§ **Description of the task**:
Collect every line of the material below that contains the string "carpet".

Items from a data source
+++

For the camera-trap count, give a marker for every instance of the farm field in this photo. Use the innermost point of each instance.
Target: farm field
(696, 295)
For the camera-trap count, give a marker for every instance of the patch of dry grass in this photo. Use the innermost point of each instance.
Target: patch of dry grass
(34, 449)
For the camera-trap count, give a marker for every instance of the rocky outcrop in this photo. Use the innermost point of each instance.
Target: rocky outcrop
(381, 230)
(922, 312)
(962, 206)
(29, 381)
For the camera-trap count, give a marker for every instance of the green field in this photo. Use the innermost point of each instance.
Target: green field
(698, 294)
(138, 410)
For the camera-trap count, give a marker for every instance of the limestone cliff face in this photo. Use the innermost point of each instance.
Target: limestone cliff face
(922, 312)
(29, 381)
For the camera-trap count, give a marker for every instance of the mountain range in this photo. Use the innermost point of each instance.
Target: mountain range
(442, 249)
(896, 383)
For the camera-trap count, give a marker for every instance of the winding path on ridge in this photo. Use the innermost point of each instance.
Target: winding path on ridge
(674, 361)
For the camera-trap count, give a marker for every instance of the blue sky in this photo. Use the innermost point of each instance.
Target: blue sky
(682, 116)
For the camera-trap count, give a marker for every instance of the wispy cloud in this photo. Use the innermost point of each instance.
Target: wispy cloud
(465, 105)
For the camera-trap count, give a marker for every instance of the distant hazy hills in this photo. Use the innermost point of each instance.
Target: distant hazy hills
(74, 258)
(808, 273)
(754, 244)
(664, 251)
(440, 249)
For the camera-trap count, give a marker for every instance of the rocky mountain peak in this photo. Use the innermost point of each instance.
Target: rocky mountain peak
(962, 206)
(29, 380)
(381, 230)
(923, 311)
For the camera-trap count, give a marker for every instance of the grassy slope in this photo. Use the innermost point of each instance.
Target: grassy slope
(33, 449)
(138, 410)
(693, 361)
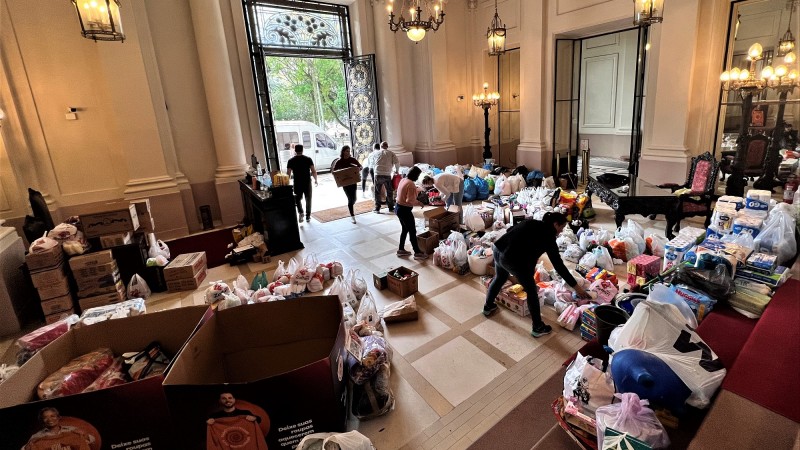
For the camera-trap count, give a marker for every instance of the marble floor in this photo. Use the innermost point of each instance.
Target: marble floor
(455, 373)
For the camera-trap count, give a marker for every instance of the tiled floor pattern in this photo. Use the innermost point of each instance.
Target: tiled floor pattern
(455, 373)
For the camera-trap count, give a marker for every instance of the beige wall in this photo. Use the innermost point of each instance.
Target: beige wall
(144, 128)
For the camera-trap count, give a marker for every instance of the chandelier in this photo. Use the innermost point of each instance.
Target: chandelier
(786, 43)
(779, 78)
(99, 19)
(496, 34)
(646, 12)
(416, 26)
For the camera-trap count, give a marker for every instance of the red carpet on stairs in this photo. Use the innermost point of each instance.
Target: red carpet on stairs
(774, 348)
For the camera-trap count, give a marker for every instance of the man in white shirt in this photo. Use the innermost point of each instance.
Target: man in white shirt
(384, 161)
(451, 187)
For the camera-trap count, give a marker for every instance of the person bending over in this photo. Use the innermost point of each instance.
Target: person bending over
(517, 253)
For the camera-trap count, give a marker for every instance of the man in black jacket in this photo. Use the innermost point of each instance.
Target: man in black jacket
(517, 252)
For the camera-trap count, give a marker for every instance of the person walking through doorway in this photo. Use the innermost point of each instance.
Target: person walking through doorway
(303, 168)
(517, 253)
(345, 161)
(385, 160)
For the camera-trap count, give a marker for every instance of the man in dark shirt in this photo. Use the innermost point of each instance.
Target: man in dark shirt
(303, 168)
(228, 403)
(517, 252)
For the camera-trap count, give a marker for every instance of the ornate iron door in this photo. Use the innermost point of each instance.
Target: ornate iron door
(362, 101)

+++

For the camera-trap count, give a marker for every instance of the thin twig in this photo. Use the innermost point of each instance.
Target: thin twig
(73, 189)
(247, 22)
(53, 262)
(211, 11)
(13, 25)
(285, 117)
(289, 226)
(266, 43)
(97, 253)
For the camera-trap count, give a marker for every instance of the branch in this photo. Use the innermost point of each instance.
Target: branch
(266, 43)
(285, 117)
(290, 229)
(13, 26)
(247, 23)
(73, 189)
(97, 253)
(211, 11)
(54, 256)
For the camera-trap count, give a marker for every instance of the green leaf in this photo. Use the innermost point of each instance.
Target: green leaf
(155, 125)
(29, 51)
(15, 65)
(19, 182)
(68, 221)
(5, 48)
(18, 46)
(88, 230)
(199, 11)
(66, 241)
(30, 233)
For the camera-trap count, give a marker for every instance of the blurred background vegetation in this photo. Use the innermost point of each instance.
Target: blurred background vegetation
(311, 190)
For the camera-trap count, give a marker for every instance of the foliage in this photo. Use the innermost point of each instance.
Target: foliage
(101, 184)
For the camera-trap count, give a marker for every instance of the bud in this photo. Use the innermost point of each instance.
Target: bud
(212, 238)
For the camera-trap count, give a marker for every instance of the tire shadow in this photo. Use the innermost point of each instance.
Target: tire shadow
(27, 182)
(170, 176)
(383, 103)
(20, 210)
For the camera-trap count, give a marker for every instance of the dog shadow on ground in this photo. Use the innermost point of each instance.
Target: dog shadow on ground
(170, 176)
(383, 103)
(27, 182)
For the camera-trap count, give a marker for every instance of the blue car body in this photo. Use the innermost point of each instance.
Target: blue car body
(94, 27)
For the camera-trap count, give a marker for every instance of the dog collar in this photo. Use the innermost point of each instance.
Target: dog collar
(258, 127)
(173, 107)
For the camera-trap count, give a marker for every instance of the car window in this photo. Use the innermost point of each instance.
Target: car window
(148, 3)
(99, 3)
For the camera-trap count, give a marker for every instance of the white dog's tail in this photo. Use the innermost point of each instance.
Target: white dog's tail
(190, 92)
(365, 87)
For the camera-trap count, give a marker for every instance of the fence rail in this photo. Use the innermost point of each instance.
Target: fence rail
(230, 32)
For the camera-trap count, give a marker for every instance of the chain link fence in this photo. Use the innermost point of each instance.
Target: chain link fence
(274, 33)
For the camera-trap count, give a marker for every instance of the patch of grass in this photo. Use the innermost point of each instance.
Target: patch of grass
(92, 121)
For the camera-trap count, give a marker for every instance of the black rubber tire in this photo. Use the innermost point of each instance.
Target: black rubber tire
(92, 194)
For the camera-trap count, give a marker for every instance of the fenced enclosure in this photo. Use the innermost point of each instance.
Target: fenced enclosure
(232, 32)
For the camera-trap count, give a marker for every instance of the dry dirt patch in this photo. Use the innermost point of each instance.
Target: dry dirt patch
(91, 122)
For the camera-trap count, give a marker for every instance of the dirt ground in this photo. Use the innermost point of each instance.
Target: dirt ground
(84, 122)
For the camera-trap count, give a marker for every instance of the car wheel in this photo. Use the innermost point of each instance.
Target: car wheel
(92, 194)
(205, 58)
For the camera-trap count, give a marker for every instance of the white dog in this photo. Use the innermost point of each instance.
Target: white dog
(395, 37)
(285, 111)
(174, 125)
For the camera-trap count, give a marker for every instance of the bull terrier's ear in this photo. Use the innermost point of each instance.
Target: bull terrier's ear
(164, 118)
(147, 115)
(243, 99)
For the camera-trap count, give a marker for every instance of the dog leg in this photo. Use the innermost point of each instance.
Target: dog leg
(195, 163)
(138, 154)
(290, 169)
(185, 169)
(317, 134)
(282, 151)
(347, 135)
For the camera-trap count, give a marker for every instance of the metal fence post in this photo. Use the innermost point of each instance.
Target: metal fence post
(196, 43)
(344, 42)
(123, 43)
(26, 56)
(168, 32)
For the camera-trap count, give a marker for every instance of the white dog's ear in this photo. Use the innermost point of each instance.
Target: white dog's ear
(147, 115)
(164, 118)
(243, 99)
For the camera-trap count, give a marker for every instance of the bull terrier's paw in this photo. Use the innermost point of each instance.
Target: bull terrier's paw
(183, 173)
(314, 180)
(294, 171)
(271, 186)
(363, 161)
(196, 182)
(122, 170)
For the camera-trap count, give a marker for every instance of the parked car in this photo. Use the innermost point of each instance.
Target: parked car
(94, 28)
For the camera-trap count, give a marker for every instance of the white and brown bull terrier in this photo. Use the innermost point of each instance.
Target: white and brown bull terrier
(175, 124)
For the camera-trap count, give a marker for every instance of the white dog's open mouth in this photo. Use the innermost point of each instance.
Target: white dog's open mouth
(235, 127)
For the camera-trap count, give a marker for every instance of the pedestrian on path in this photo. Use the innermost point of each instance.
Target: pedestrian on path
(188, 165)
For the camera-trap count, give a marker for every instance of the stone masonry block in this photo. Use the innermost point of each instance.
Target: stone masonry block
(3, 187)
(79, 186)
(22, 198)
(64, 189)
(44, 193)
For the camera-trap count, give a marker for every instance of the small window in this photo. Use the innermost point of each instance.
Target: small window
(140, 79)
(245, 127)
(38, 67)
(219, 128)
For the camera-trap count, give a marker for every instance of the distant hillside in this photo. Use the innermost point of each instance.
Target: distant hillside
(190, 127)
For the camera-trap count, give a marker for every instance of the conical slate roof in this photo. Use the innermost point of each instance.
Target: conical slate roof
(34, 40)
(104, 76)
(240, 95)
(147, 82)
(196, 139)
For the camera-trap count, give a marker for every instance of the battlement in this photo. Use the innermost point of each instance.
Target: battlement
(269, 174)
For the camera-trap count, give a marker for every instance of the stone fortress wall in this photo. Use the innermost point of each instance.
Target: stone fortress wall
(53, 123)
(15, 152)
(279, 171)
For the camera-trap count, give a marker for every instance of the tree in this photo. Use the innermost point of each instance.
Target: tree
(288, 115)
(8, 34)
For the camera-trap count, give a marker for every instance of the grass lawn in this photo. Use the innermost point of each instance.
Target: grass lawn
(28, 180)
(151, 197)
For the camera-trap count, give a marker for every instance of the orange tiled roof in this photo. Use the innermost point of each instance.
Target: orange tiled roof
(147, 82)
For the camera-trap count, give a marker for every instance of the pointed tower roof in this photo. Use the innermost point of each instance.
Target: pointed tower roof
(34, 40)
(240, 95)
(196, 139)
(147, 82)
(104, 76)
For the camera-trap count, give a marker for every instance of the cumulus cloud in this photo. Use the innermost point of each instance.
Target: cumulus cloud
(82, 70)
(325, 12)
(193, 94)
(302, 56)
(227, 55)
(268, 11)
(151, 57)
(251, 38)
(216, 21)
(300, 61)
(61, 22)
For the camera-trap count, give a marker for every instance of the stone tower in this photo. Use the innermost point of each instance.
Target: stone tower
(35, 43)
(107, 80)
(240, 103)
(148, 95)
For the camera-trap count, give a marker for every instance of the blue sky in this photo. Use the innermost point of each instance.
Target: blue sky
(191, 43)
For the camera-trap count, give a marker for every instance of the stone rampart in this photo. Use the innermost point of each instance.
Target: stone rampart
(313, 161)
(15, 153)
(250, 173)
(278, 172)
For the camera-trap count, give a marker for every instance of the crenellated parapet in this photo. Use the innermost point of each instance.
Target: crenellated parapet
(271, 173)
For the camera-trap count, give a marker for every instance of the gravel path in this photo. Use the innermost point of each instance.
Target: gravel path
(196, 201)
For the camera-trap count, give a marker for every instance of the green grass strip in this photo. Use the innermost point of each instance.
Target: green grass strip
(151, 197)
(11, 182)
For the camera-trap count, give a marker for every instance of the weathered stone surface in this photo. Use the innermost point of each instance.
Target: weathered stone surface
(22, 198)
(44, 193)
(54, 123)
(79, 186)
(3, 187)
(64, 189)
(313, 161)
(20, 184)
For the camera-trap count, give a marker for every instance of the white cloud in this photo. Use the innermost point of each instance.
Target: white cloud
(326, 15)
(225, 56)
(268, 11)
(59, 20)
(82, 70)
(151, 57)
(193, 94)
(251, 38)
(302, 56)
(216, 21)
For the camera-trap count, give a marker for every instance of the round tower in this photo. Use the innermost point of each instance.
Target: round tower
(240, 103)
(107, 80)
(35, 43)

+++

§ **Result below**:
For the camera-trap count, give a marker for every instance of the red carpet on stairs in this photo. Use the innermost point of each instance.
Target: red carpet on stairs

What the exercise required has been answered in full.